JOBS:
[1] Retype the passage on payments of interest, starting at the words that contain "Payments of Interest" and ending after "OID for United States federal income tax purposes.".
[2] According to the passage on payments of interest, with how much OID is each series of the First Mortgage Bonds expected to be issued?
--- PASSAGE ---
Payments of Interest

If the “stated redemption price at maturity” (generally, the sum of all payments required under the applicable series of First Mortgage Bonds other than payments of stated interest) of any series of the First Mortgage Bonds exceeds the issue price of such series of First Mortgage Bonds by at least a de minimis amount, a U.S. Holder will be required to include such excess in income as original issue discount (“OID”) as it accrues, in accordance with a constant yield method based on a compounding of interest before the receipt of cash payments attributable to this income, regardless of the U.S. Holder’s method of accounting for United States federal income tax purposes. It is expected, and the following discussion assumes, that each series of the First Mortgage Bonds will be issued with less than a de minimis amount of OID for United States federal income tax purposes.
--- DATA SUPPLIED ---
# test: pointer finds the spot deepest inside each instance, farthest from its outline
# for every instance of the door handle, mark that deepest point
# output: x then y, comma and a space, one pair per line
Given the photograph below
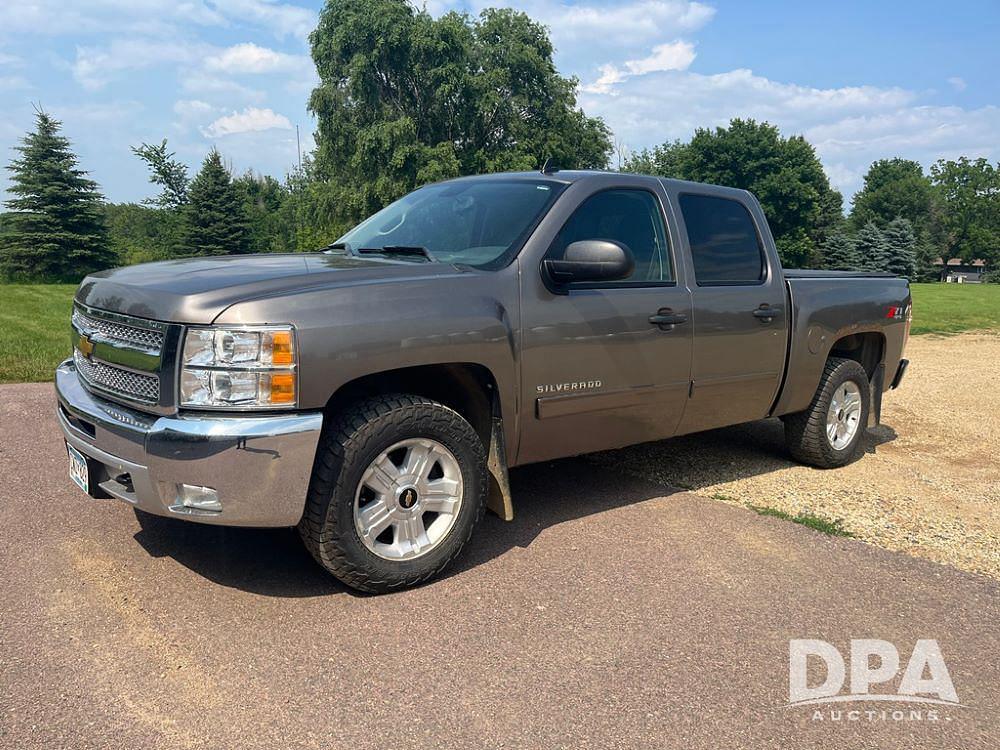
666, 318
767, 313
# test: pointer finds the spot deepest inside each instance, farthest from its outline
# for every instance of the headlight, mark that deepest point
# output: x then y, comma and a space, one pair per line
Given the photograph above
239, 368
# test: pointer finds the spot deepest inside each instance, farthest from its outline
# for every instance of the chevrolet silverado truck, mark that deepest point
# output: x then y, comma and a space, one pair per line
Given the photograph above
375, 394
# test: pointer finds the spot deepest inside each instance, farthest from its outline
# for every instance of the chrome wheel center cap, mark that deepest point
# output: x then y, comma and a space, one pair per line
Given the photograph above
407, 497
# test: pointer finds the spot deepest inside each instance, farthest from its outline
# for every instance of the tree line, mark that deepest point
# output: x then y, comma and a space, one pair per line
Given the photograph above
405, 98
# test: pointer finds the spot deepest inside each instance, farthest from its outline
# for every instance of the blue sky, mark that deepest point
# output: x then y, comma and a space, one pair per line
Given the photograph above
861, 80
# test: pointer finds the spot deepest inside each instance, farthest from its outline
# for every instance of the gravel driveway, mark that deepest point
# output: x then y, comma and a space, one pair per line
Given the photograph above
929, 484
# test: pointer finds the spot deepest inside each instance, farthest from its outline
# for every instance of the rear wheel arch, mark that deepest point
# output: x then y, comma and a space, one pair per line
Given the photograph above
867, 348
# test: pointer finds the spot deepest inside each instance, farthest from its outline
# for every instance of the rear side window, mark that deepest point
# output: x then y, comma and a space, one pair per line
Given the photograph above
724, 243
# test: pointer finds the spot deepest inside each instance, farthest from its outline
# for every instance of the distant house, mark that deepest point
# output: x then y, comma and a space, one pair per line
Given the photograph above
958, 271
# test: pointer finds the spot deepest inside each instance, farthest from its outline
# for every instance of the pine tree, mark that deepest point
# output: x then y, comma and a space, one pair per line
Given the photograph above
840, 253
216, 221
925, 254
873, 248
56, 230
902, 247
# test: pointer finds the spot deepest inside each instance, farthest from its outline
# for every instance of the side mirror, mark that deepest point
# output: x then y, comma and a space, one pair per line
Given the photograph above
591, 260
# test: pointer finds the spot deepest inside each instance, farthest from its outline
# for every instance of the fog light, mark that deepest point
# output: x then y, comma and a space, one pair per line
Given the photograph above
198, 498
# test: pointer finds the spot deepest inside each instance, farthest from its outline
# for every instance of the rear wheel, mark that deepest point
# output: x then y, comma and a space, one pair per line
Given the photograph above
828, 434
398, 485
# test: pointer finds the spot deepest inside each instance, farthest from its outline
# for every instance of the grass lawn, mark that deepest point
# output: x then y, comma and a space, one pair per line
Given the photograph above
34, 330
34, 321
950, 308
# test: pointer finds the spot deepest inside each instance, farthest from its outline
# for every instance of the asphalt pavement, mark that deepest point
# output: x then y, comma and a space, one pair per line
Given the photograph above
611, 613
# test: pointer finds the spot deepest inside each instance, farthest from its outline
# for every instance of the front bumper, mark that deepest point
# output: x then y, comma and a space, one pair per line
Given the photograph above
258, 465
903, 364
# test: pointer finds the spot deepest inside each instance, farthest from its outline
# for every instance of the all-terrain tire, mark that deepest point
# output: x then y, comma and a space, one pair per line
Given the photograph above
806, 431
349, 443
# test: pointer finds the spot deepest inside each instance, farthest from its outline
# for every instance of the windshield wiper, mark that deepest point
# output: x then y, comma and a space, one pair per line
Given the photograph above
334, 246
408, 250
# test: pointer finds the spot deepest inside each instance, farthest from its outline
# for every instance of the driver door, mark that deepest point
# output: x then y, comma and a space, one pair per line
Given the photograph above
598, 370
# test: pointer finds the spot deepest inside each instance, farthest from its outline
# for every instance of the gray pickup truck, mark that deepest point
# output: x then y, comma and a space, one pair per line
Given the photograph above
375, 394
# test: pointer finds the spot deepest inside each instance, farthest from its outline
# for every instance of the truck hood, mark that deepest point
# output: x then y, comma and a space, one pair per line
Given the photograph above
197, 290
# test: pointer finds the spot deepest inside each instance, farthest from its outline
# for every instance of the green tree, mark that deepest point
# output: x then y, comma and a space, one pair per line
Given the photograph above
902, 243
55, 231
970, 194
894, 188
926, 253
215, 218
784, 173
139, 234
406, 99
167, 172
840, 252
873, 248
263, 199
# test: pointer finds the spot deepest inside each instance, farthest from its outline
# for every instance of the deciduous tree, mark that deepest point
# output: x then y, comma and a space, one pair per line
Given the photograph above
215, 219
405, 98
902, 242
784, 173
894, 188
840, 252
970, 192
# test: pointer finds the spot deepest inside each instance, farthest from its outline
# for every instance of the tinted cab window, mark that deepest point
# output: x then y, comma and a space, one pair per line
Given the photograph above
631, 217
725, 247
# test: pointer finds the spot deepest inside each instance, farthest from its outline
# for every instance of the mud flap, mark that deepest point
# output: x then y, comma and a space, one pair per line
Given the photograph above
499, 499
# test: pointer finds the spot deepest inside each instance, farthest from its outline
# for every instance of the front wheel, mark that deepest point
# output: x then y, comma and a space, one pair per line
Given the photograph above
398, 485
828, 434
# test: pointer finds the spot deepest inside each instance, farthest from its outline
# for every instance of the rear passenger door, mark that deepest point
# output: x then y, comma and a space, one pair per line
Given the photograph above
604, 364
740, 315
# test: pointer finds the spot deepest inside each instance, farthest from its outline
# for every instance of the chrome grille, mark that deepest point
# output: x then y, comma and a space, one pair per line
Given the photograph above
148, 339
144, 388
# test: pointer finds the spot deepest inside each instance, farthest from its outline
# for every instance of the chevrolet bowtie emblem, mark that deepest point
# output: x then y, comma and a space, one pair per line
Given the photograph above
85, 345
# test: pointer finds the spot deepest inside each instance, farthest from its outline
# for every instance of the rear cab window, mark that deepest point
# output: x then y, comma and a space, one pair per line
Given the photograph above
725, 246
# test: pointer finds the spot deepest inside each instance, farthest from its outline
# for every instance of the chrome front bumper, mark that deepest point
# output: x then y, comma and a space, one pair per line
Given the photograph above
258, 465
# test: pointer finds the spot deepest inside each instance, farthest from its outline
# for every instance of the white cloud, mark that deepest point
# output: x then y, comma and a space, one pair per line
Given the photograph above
249, 120
671, 56
96, 66
283, 19
590, 33
250, 58
59, 17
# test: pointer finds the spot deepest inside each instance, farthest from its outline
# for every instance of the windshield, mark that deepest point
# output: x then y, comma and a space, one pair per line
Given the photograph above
474, 222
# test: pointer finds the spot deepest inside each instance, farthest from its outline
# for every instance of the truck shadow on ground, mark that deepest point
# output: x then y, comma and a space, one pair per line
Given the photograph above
273, 562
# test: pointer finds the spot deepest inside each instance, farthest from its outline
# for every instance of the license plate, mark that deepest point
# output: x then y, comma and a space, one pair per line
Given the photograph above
78, 471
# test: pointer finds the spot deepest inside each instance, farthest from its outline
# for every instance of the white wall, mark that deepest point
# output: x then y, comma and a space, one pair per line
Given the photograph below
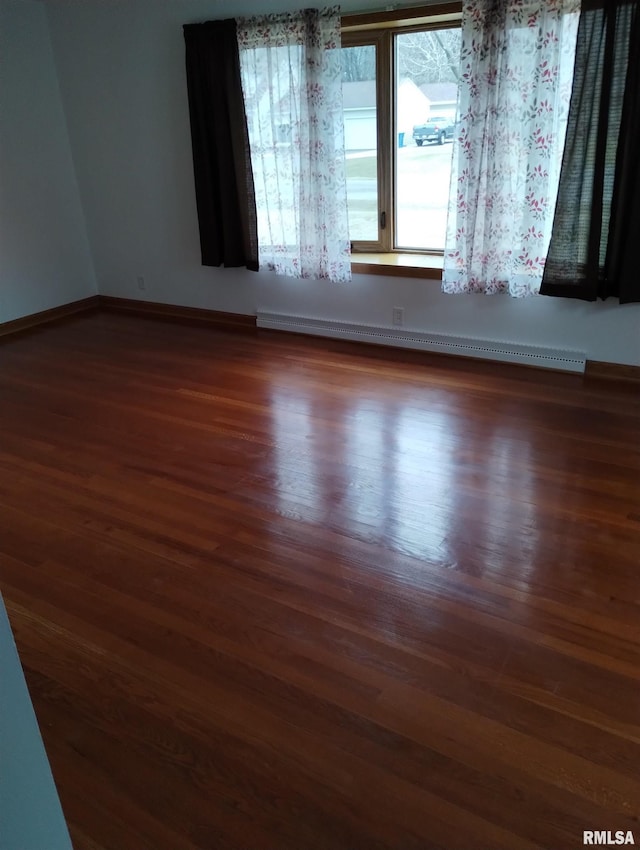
121, 68
44, 250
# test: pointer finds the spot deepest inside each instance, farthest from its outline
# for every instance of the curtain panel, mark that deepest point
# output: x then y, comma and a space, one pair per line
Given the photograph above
221, 159
291, 77
597, 220
516, 73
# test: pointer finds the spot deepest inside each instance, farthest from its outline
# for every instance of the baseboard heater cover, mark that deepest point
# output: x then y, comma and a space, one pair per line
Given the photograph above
508, 352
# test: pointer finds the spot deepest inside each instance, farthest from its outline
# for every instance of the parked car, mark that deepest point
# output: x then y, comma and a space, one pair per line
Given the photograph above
436, 129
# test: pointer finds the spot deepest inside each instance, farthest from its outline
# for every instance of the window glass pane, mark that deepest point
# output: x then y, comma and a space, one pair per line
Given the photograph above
361, 140
427, 73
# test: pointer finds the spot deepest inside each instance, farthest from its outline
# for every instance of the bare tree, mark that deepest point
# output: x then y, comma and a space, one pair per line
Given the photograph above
430, 56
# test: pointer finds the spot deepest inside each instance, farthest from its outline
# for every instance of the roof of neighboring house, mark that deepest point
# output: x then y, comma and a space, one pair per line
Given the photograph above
362, 94
440, 92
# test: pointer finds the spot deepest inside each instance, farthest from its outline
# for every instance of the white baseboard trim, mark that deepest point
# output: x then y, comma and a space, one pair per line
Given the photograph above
507, 352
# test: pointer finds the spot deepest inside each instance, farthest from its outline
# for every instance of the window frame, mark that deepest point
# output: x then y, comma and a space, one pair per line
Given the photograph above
379, 29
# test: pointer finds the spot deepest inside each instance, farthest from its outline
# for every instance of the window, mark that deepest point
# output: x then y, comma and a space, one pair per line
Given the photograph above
400, 74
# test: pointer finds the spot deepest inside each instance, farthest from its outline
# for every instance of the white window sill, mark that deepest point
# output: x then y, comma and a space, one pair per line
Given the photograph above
427, 266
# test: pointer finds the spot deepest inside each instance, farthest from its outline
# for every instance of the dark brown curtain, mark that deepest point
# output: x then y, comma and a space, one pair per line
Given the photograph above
220, 141
596, 229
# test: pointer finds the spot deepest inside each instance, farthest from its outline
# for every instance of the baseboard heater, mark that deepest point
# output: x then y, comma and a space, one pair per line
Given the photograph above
508, 352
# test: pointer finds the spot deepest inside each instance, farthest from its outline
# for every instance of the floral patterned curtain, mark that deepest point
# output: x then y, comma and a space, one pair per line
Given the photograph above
516, 75
291, 78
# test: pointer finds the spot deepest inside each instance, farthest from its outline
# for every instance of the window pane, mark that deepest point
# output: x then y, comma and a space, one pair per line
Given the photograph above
361, 140
428, 67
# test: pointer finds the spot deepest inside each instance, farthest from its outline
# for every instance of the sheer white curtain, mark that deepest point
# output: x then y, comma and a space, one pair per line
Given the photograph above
291, 78
516, 75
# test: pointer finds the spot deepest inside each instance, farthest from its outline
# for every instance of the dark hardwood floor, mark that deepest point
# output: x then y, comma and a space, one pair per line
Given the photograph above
272, 592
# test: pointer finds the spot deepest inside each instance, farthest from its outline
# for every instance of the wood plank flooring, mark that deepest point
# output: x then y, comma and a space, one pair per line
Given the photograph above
272, 592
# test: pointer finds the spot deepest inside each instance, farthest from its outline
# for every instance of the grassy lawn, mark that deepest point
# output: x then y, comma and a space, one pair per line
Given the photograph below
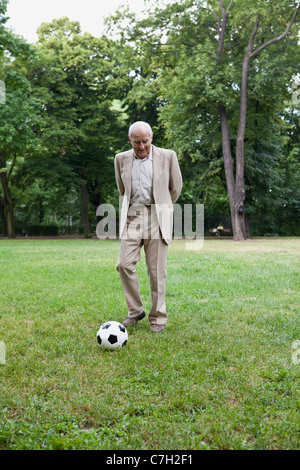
221, 376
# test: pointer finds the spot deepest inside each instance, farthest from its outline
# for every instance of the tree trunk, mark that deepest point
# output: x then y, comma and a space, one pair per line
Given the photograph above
85, 210
3, 218
7, 201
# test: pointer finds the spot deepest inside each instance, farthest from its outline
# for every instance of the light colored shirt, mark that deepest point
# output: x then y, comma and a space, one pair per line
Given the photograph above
141, 180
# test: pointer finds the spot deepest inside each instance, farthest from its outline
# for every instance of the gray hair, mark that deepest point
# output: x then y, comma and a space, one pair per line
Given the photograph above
147, 126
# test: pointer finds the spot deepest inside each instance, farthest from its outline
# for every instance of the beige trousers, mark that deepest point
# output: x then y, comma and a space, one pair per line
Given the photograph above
142, 230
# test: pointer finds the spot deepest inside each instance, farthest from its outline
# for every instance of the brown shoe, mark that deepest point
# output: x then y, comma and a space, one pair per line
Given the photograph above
133, 321
157, 328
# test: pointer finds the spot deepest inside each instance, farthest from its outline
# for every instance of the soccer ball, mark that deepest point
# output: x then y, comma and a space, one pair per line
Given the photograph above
112, 335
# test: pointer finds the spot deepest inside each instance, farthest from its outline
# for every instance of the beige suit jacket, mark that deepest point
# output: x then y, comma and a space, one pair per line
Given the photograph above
167, 185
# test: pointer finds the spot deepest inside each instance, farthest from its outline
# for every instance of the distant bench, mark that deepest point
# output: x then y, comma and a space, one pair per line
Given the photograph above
214, 230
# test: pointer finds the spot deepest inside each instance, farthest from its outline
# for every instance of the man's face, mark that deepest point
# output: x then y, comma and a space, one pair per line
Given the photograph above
141, 142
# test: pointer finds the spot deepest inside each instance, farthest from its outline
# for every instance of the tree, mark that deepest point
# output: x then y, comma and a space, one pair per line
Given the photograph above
214, 61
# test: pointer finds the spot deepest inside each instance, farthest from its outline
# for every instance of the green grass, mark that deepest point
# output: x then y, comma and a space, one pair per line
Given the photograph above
221, 376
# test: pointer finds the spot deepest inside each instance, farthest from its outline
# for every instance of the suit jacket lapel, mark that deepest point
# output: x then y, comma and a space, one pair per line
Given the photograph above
128, 161
157, 165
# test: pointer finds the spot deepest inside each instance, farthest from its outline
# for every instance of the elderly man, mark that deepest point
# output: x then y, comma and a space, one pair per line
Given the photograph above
149, 181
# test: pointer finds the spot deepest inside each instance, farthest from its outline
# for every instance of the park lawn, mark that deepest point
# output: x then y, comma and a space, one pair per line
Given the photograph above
221, 376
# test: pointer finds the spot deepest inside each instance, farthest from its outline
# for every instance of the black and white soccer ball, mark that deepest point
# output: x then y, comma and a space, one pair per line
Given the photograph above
---
SOLUTIONS FOR EACH TASK:
[1]
Payments of Interest

If the “stated redemption price at maturity” (generally, the sum of all payments required under the applicable series of First Mortgage Bonds other than payments of stated interest) of any series of the First Mortgage Bonds exceeds the issue price of such series of First Mortgage Bonds by at least a de minimis amount, a U.S. Holder will be required to include such excess in income as original issue discount (“OID”) as it accrues, in accordance with a constant yield method based on a compounding of interest before the receipt of cash payments attributable to this income, regardless of the U.S. Holder’s method of accounting for United States federal income tax purposes. It is expected, and the following discussion assumes, that each series of the First Mortgage Bonds will be issued with less than a de minimis amount of OID for United States federal income tax purposes.

[2] Each series is expected to be issued with less than a de minimis amount of OID for United States federal income tax purposes.